◆ **Objective 1**:
Write out the part of the FLaIT task description starting with "(See the Submission" and going on through "their syntactic dependents.".

◆ **Excerpted text**:

+===+

EVALITA 2011 Frame Labeling over Italian Texts

Universita' di Roma Tor Vergata, Universita' di Pisa, Istituto di Linguistica Computazionale,
Fondazione Bruno Kessler, Universita' di Trento

NEWS!! Details about Second Test Run are available

NEWS!! First Test Run is available

NEWS!! Data formats and Important Dates about the Final Test Stage!!
(See the Submission Details renewed section.)

Introduction

In the "Frame Labeling over Italian Texts" (FLaIT) evaluation exercise systems have to detect the semantic frame "evoked" by a predicate and the major semantic roles explicitly mentioned in an Italian sentence, according to the frame semantics paradigm of (Fillmore, 1985). In particular, the task consists in recognizing words and phrases that evoke semantic frames of the sort defined in the FrameNet project (Baker et al., 1998, http://framenet.icsi.berkeley.edu), and their semantic dependents, which are usually, but not always, their syntactic dependents.
We will refer to this problem as Semantic Role Labeling (SRL). As in previous SRL shared tasks (e.g. CoNLL-2004 and CoNLL-2005), the general goal is to come forward with representation models, inductive algorithms and inference methods which address the proposed SRL problem.

Previous experiences (as in CoNLL-2004/2005 or Semeval 2007 (Baker et al., 2007)) were focused on developing SRL systems based on partial parsing information and/or increasing the amount of syntactic and semantic input information, aiming to boost the performance of machine learning systems on the SRL task. Accordingly, the Evalita 2011 FLaIT challenge will concentrate on the definition of different tasks, focusing on different aspects of the SRL problem.

We encourage the adoption of basic resources for Italian that are under development in the iFrame project. These resources will be made available to all groups participating to the FLaIT task

Interested groups that may not rely on proprietary parsing technologies will be supported in their participation as syntactic annotations for the training and test data at the morphological and syntactic level (at least lemmas, POS tags and Named Entities are expected) will be made available. The level of quality of these auxiliary information may not be homogeneous, as no full manual validation in the released material is expected for the 2011 EvalIta edition.

The reference semantic system is Framenet, presented and widely discussed at the Framenet Project Home Page.

+===+

◆ **Given data**:
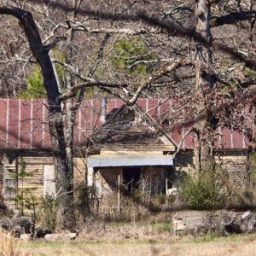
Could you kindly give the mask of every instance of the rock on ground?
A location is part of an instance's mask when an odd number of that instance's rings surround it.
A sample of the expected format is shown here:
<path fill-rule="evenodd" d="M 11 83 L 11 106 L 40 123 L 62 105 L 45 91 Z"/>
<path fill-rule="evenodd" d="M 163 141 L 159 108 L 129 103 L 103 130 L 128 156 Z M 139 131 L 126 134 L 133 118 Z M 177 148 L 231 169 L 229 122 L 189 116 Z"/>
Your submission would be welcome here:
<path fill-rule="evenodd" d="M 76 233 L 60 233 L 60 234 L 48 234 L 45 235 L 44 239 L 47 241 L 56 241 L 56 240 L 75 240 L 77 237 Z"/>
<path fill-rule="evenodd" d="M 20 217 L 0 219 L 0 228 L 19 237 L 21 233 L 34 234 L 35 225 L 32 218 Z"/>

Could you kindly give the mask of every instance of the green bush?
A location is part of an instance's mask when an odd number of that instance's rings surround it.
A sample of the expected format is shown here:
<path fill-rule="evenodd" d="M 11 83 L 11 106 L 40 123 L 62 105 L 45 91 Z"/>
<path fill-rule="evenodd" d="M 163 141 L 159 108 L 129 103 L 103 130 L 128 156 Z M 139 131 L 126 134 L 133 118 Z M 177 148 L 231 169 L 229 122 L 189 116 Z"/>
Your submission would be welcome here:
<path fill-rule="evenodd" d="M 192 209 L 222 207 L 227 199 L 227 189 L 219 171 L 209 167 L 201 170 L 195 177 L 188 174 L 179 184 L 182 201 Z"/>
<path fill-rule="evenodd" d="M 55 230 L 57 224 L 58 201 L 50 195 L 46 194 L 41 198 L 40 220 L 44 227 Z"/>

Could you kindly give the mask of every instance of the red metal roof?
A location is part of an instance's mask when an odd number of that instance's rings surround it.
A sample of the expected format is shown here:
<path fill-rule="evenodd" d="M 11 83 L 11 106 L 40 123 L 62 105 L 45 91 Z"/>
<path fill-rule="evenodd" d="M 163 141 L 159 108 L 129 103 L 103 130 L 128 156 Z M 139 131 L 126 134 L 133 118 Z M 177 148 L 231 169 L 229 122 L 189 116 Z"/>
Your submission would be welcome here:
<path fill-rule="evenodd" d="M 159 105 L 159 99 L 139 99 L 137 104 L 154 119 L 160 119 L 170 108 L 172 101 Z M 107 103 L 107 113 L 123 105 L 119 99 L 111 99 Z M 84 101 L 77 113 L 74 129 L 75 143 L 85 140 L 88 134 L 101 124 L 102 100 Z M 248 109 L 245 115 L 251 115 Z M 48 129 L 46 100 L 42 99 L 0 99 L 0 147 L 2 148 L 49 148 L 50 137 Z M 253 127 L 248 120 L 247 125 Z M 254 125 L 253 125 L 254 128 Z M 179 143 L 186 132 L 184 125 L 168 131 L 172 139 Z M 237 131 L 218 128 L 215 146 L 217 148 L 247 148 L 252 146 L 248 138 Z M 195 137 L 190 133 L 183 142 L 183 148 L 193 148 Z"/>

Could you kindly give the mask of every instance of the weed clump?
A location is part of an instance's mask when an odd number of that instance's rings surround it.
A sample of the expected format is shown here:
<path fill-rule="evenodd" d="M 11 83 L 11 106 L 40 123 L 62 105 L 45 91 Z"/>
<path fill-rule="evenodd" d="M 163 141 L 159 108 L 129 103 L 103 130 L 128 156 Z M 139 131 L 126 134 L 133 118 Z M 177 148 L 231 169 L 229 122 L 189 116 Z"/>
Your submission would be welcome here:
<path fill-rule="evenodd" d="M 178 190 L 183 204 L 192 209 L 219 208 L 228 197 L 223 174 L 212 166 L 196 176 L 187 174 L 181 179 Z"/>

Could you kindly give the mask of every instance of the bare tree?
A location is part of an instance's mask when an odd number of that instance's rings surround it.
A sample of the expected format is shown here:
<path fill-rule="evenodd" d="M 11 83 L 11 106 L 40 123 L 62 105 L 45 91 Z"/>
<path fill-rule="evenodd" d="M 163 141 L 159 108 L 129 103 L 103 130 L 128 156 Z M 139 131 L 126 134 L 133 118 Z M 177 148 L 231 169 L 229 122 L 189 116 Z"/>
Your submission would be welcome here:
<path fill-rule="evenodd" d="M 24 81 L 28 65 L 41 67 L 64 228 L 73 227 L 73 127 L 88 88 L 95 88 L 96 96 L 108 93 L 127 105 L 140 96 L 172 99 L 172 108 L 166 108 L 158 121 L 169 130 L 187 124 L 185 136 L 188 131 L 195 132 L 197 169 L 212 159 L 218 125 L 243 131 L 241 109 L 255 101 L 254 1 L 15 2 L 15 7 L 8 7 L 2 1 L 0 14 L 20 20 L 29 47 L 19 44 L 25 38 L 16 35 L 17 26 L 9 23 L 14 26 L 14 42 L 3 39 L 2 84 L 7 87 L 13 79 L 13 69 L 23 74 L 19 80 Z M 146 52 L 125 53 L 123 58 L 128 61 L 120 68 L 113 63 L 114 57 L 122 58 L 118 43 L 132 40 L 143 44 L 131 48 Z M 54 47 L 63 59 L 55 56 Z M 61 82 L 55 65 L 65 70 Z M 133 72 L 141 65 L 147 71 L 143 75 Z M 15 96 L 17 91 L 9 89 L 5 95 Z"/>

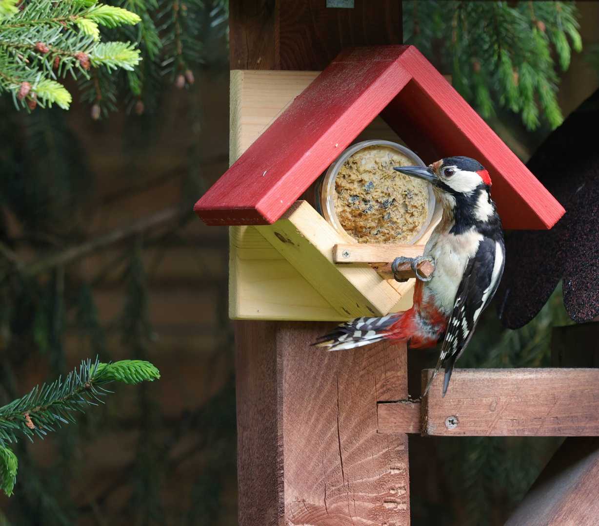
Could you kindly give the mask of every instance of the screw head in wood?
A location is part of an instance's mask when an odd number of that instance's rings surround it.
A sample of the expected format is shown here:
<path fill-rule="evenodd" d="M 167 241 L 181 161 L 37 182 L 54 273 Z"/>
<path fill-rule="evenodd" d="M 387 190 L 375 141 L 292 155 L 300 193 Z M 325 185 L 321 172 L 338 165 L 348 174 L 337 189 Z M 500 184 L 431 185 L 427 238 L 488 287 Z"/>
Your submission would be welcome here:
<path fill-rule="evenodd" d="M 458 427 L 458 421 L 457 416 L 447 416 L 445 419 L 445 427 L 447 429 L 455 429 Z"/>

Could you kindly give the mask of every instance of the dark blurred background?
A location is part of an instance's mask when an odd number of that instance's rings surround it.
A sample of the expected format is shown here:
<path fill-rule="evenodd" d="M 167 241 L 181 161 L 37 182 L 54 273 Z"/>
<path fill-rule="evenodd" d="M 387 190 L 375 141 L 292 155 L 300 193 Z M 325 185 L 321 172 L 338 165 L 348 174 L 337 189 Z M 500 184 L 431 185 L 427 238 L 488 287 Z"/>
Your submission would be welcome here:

+===+

◆ **Objective 2**:
In the records, starting with the first line and going on through the line with "217 L 0 219", multiply every coordinate in the answers by 2.3 and round it to a whole number, with halves going up, keeping the requests and their format samples unchanged. Give only those lines again, requests included, and leave the pictures out.

◆ **Task result 1**:
(See the Submission Details renewed section.)

Introduction

In the "Frame Labeling over Italian Texts" (FLaIT) evaluation exercise systems have to detect the semantic frame "evoked" by a predicate and the major semantic roles explicitly mentioned in an Italian sentence, according to the frame semantics paradigm of (Fillmore, 1985). In particular, the task consists in recognizing words and phrases that evoke semantic frames of the sort defined in the FrameNet project (Baker et al., 1998, http://framenet.icsi.berkeley.edu), and their semantic dependents, which are usually, but not always, their syntactic dependents.

◆ **Task result 2**:
Could you kindly give the mask of every instance of the rock on ground?
A location is part of an instance's mask when an odd number of that instance's rings surround it.
A sample of the expected format is shown here:
<path fill-rule="evenodd" d="M 11 83 L 11 106 L 40 123 L 62 105 L 45 91 Z"/>
<path fill-rule="evenodd" d="M 163 141 L 159 108 L 129 103 L 103 130 L 128 156 Z M 139 131 L 126 134 L 133 118 Z M 177 148 L 231 169 L 229 122 L 189 116 Z"/>
Your submission would be welcome here:
<path fill-rule="evenodd" d="M 175 536 L 138 536 L 138 538 L 110 538 L 104 541 L 101 550 L 108 554 L 129 554 L 129 552 L 173 552 L 177 545 Z"/>
<path fill-rule="evenodd" d="M 46 499 L 0 504 L 0 524 L 44 545 L 48 536 L 78 538 L 81 518 L 74 501 Z"/>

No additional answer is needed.